Goal of the exercise ->
Copy word for word the passage of the Maumee fishing thread below that opens with the words "And I really" and closes with "be at buttonwood.".

# Maumee Sunday?



## midoh39 (May 8, 2005)

I was planning on coming up on Sunday this weekend. Is there any reason to try it under these conditions. My friend that Im bringing really wants to try it, but under these tough conditions I dont know weather to cancell our trip for this year. So I thought I would ask you guys.


----------



## walleyeguy19 (Mar 13, 2011)

It should be ok if the weather stays warm the rest of the week. Sunday is going to be warm but it is calling for rain. But it should still be good fishing.


----------



## Juan More Fish (Apr 1, 2007)

Im heading up with some friends this saturday. Cant wait. Wanna hit some walleyes.


----------



## BFG (Mar 29, 2006)

Good luck to all of you. Fishing sucked for most this week.


----------



## DeathFromAbove (Oct 21, 2008)

midoh39 said:


> I was planning on coming up on Sunday this weekend. Is there any reason to try it under these conditions. My friend that Im bringing really wants to try it, but under these tough conditions I dont know weather to cancell our trip for this year. So I thought I would ask you guys.


I'm gonna try to get down there tomorrow. I'll let you know what's up if I do.


----------



## DeathFromAbove (Oct 21, 2008)

Went today from 11:00 to 1;30 and got skunked for the first time in forever. Nobody around me caught fish, checked out Buttonwood and most guys were fishless there also. Some guys had a few. If you're coming from any distance you might want to wait till it warms up. They'll be back Its still early Its only April 1st


----------



## robert44ht5 (Mar 2, 2009)

Same here, went from 3-5:30 caught 1 and had one spit the jig as it skied across the top. Most anglers had none...some had 4.


----------



## traderjim59 (Mar 29, 2011)

I would cancell for this week end but not for the year wait till the temp gets at a (steady 52 degrees then head up


----------



## midoh39 (May 8, 2005)

I'm honestly still going to head up. I have baseball pretty much all the weekends til august, except for Easter which is when me and my dad are heading up.


----------



## midoh39 (May 8, 2005)

And I really dont mind working for fish, I really just want to get out, and have a good time. Thats what its all about right? Ill have an LC hat on tomorrow, and Ill probably be at buttonwood.


----------



## BFG (Mar 29, 2006)

Fished 3 more hours at 3 different spots today and still nothing. 99.9% of the guys that I saw fishing had no fish.


----------



## traderjim59 (Mar 29, 2011)

I am from canton I am heading up to maumee some time this week and one of theses weekends coming up, I would like to go up first thing sat morning stay up and fish sunday . looking for some one to help cut the cost on gas .Motel is $44 a night We can eat cheap at the dollar menu LOL. any one interested?? give me a yell.Even for just one day...... I do know the river pretty good. Jim


----------



## die4irish (Jun 8, 2004)

BFG said:


> Fished 3 more hours at 3 different spots today and still nothing. 99.9% of the guys that I saw fishing had no fish.


I see it hasnt changed then. Guess since its raining ( feels like it is snow ) I will get caught up on laundry. Not worth catching a cold in this crappy weather for no fish.


----------



## Recondo37 (Jan 11, 2008)

What motel has that rate Trader? We stay at Days Inn behind Big Boys..


----------



## 419deerhunter (Mar 23, 2011)

Fished the Island this morning and everybody I seen had empty stringers guy next to me brought in a female snagged in the side that was the only fish I seen all morning


----------



## midoh39 (May 8, 2005)

Items taken from a data source
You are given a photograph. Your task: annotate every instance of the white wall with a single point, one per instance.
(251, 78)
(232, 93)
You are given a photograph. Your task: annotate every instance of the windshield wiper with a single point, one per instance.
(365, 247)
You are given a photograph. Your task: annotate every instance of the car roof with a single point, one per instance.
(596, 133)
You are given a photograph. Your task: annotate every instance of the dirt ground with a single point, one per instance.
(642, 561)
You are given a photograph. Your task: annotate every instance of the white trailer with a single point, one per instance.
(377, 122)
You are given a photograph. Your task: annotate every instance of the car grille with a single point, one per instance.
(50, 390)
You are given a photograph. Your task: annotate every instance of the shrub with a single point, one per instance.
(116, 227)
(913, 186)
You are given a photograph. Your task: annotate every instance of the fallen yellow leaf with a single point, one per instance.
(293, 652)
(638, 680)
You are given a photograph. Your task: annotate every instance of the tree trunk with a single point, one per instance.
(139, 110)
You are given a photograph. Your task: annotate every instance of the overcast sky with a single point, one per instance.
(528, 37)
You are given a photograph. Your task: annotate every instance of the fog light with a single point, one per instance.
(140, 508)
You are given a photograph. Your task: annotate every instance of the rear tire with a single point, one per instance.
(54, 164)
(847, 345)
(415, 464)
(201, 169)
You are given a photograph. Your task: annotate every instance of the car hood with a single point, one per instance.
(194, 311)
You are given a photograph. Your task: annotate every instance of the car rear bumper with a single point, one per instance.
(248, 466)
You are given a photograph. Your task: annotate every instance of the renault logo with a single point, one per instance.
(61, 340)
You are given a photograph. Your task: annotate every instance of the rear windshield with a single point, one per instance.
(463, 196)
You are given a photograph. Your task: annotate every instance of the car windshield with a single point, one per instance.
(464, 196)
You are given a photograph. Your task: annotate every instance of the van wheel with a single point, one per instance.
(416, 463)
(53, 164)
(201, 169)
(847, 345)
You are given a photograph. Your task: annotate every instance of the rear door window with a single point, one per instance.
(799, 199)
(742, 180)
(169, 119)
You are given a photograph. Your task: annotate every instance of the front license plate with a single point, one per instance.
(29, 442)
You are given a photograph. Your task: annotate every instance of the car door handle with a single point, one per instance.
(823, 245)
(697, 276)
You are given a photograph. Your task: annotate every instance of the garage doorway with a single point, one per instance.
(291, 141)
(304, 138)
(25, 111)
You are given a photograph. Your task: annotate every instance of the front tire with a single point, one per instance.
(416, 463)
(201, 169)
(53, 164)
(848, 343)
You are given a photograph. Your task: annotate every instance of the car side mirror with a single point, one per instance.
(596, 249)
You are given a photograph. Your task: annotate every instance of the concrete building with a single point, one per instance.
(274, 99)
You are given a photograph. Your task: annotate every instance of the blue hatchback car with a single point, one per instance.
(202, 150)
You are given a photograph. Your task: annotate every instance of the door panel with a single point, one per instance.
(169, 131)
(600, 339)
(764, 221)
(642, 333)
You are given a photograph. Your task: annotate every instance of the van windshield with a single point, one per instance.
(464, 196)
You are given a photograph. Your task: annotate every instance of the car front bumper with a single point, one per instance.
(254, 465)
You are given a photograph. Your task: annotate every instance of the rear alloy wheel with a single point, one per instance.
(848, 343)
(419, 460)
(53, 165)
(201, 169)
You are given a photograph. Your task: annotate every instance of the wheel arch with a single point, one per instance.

Solution to this problem ->
And I really dont mind working for fish, I really just want to get out, and have a good time. Thats what its all about right? Ill have an LC hat on tomorrow, and Ill probably be at buttonwood.